AVAILABLE RECORDS.
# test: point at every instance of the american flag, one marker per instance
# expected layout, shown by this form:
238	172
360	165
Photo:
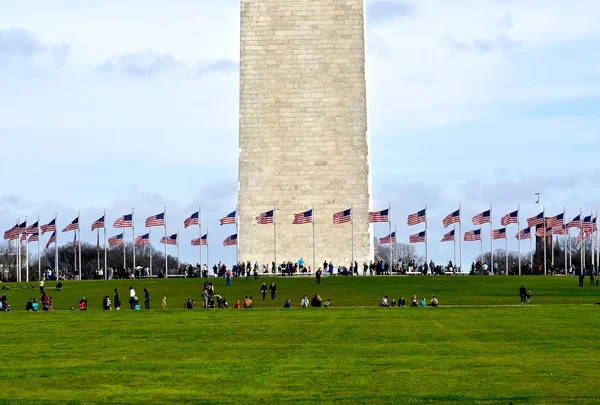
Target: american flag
499	233
126	221
524	234
265	218
198	241
155	220
473	236
379	216
192	220
170	240
31	229
303	218
555	221
142	240
342	217
49	227
386	240
416	218
417	237
452	218
575	223
99	224
231	240
510	218
537	220
483	218
540	232
449	237
51	240
228	219
72	226
116	240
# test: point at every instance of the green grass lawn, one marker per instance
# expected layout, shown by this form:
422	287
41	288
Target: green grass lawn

WHAT YOU ARE ASKED TO DO.
Lay out the listing above as a Markdown table with the columns "No." and "Entry," one row per line, numbering the rows and leaving out blank lines and pictures.

OUTPUT FOR THIS EXERCISE.
| No. | Entry |
|---|---|
| 1 | # test: point at every instance of the american flag, one marker per instance |
| 2 | # expected layout, shown by this form: |
| 3 | 238	172 |
| 4 | 360	165 |
| 5 | Photo: |
| 6 | Target: american flag |
| 7 | 499	233 |
| 8 | 126	221 |
| 9 | 524	234 |
| 10 | 265	218 |
| 11 | 198	241 |
| 12 | 155	220 |
| 13 | 473	236 |
| 14 | 379	216 |
| 15 | 192	220 |
| 16 | 170	240 |
| 17 | 31	229 |
| 18 | 303	218 |
| 19 | 555	221 |
| 20 | 142	240 |
| 21 | 342	217 |
| 22 | 49	227 |
| 23 | 386	240 |
| 24 | 416	218 |
| 25 | 417	237 |
| 26 | 452	218 |
| 27 | 575	223 |
| 28 | 99	224 |
| 29 | 231	240 |
| 30 | 510	218 |
| 31 | 537	220 |
| 32 | 483	218 |
| 33 | 540	232 |
| 34 | 449	237 |
| 35 | 51	240 |
| 36 | 228	219 |
| 37 | 72	226 |
| 38 | 116	240 |
| 39 | # test: point at every instance of the green grass lawn, one marker per instance |
| 40 | # expected layout, shown by this form: |
| 41 | 422	287 |
| 42 | 41	288 |
| 43 | Target: green grass lawn |